▸ **Goal**:
Rewrite every line in the rows below as a two-column Markdown table, with the columns headed "No." and "Line". Number the lines in order and leave out any blank lines.

Pointing rows
┄┄┄┄┄┄┄┄┄┄┄┄┄┄┄┄┄┄┄┄
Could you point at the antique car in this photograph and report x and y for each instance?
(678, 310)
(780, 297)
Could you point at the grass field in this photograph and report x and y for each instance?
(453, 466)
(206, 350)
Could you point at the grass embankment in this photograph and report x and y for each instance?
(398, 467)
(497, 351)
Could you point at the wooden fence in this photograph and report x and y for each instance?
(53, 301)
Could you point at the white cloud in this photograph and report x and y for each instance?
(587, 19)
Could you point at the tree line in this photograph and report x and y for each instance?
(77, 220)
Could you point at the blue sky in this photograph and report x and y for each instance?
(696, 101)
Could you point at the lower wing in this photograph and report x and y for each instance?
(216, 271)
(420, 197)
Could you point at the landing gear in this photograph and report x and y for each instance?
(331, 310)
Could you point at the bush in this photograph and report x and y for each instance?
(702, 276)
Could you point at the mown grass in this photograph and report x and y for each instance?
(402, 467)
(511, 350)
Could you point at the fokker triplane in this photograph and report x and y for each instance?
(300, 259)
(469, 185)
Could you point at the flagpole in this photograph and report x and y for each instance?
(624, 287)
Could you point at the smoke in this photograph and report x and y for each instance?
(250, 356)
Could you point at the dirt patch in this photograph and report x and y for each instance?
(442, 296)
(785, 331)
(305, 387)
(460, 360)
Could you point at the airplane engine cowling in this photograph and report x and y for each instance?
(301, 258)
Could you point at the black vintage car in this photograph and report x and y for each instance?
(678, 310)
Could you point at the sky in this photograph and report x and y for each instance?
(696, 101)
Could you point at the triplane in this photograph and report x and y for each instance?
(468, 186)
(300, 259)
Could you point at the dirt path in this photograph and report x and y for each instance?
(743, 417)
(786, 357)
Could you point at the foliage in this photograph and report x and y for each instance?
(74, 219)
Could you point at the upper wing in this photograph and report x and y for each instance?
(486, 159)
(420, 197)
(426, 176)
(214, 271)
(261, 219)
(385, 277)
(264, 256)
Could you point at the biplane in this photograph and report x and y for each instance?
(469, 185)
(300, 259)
┄┄┄┄┄┄┄┄┄┄┄┄┄┄┄┄┄┄┄┄
▸ **Exercise solution**:
| No. | Line |
|---|---|
| 1 | Could you point at the antique car in this photograph and report x and y for each instance? |
| 2 | (678, 310) |
| 3 | (780, 297) |
| 4 | Could you point at the grass field in this photograph and report x and y for each instance? |
| 5 | (453, 466) |
| 6 | (206, 350) |
| 7 | Could you point at the grass embankment in this photograph and report x and y for each instance? |
| 8 | (398, 467) |
| 9 | (497, 351) |
| 10 | Could you point at the wooden fence in this photograph and report x and y for each instance? |
| 11 | (53, 301) |
| 12 | Could you point at the white cloud in this photograph and report x and y for each instance? |
| 13 | (587, 19) |
| 14 | Could you point at the tree line in this photograph and report x and y for each instance? |
| 15 | (77, 220) |
| 16 | Could you point at the blue sky in this photograph and report x and y for each instance? |
| 17 | (696, 101) |
| 18 | Could you point at the lower wing in this photograph and report x and y for each instance? |
| 19 | (216, 271) |
| 20 | (420, 197) |
| 21 | Could you point at the landing gear in this photograph and report x and y for each instance? |
| 22 | (331, 310) |
| 23 | Could you point at the bush in this photograph and report x and y for each instance? |
| 24 | (702, 276) |
| 25 | Could you point at the mown grass in this photograph and report x and y for each instance? |
| 26 | (402, 467) |
| 27 | (511, 350) |
| 28 | Could you point at the fokker triplane in this photograph and report x and y for each instance? |
| 29 | (300, 259) |
| 30 | (469, 185) |
| 31 | Could you point at the flagpole in this photograph and report x and y for each instance? |
| 32 | (624, 287) |
| 33 | Could you point at the smoke in this photograph and report x and y for each instance? |
| 34 | (250, 356) |
| 35 | Could you point at the dirt patch in this photograph and report x and y for each instance? |
| 36 | (442, 296) |
| 37 | (785, 331) |
| 38 | (305, 387) |
| 39 | (460, 360) |
| 40 | Could you point at the airplane engine cowling in this photograph and report x and y for each instance? |
| 41 | (301, 258) |
| 42 | Could you point at the black vintage car in this photograph and report x and y for each instance? |
| 43 | (678, 310) |
| 44 | Could you point at the sky in this photograph and report x and y for each instance? |
| 45 | (696, 101) |
| 46 | Could you point at the triplane in this photograph and report x and y for each instance? |
| 47 | (468, 186) |
| 48 | (300, 259) |
| 49 | Could you point at the dirt path in this photograph and report x and y for each instance? |
| 50 | (743, 417) |
| 51 | (786, 357) |
| 52 | Could you point at the foliage in this photograph and report x and y for each instance? |
| 53 | (74, 219) |
| 54 | Could you point at the upper wing in this photograph and report x and y for each instance? |
| 55 | (486, 159) |
| 56 | (420, 197) |
| 57 | (426, 176) |
| 58 | (214, 271) |
| 59 | (261, 219) |
| 60 | (385, 277) |
| 61 | (264, 256) |
| 62 | Could you point at the biplane in this photograph and report x and y for each instance? |
| 63 | (469, 185) |
| 64 | (300, 259) |